======== Registros mostrados

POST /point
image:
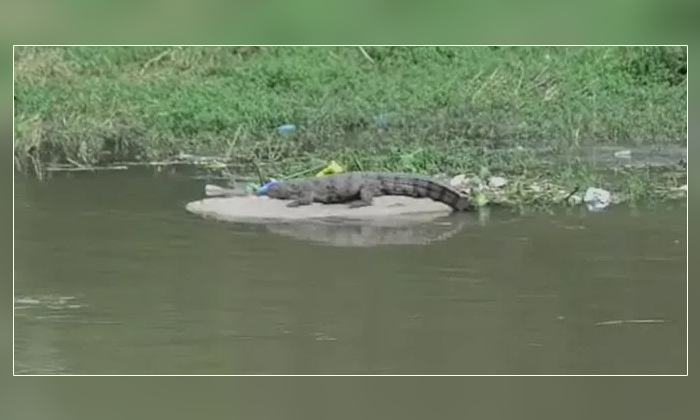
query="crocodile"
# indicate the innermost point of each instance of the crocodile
(359, 188)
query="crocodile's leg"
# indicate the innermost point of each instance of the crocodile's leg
(367, 193)
(305, 199)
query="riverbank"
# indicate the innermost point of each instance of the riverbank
(428, 110)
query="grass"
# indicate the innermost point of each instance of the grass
(416, 109)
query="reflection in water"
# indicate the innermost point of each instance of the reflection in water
(342, 233)
(113, 276)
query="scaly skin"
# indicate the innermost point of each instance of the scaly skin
(359, 188)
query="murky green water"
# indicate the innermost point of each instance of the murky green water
(112, 276)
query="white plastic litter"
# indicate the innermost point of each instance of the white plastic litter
(597, 199)
(623, 154)
(497, 182)
(458, 180)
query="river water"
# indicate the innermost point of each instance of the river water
(112, 276)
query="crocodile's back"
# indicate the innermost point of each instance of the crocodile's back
(351, 186)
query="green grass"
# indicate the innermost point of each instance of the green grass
(448, 110)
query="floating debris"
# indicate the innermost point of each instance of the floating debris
(623, 154)
(597, 199)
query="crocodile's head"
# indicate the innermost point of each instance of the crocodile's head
(282, 190)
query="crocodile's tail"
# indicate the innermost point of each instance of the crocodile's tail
(424, 187)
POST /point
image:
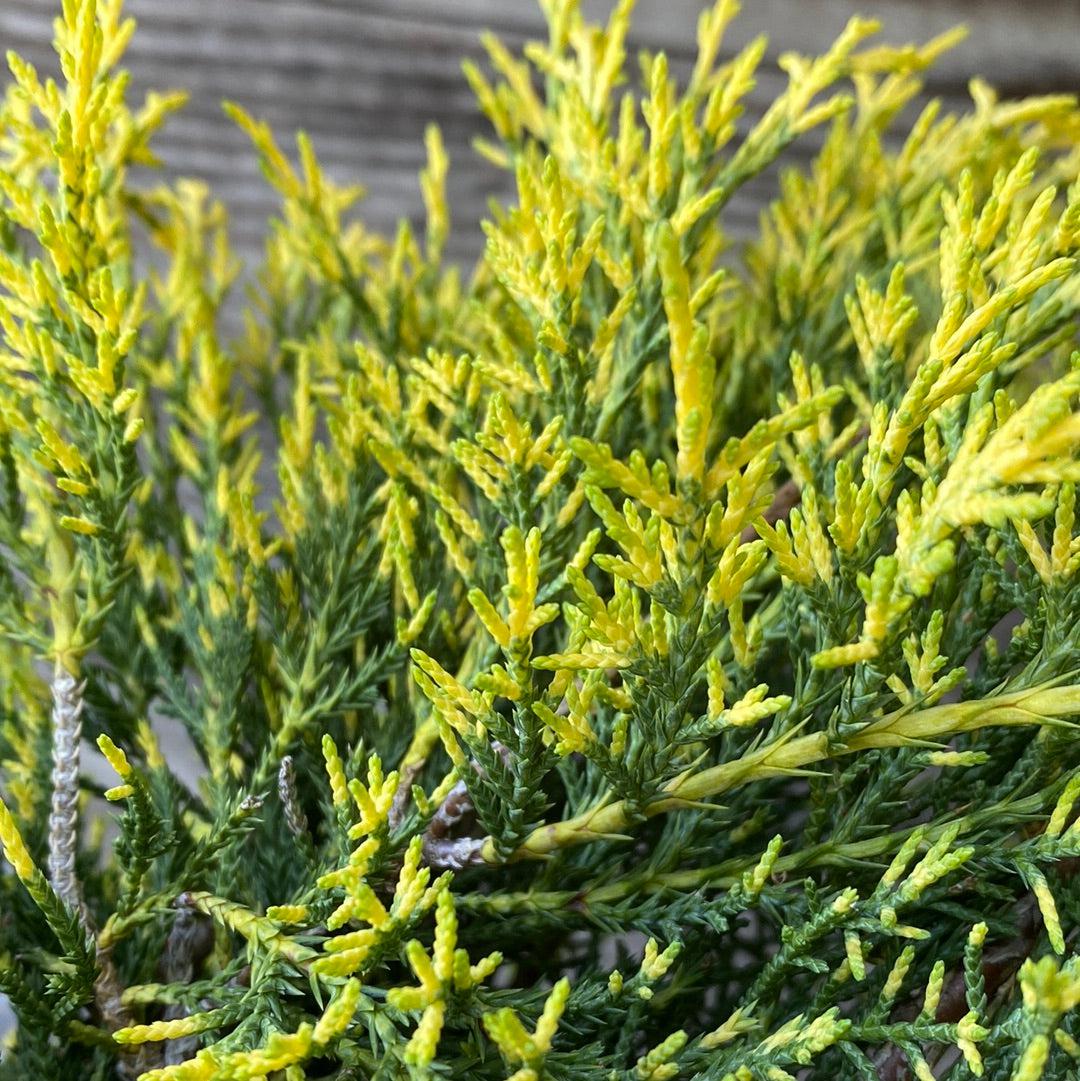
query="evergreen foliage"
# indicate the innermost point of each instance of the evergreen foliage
(601, 666)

================

### A tarefa
Localize nos registros acima cada linha que traz a palavra "head" e copie todas elas. Maiúsculas e minúsculas fazem diferença.

### Resposta certa
query="crocodile's head"
# indicate the innermost point of each instance of the crocodile's head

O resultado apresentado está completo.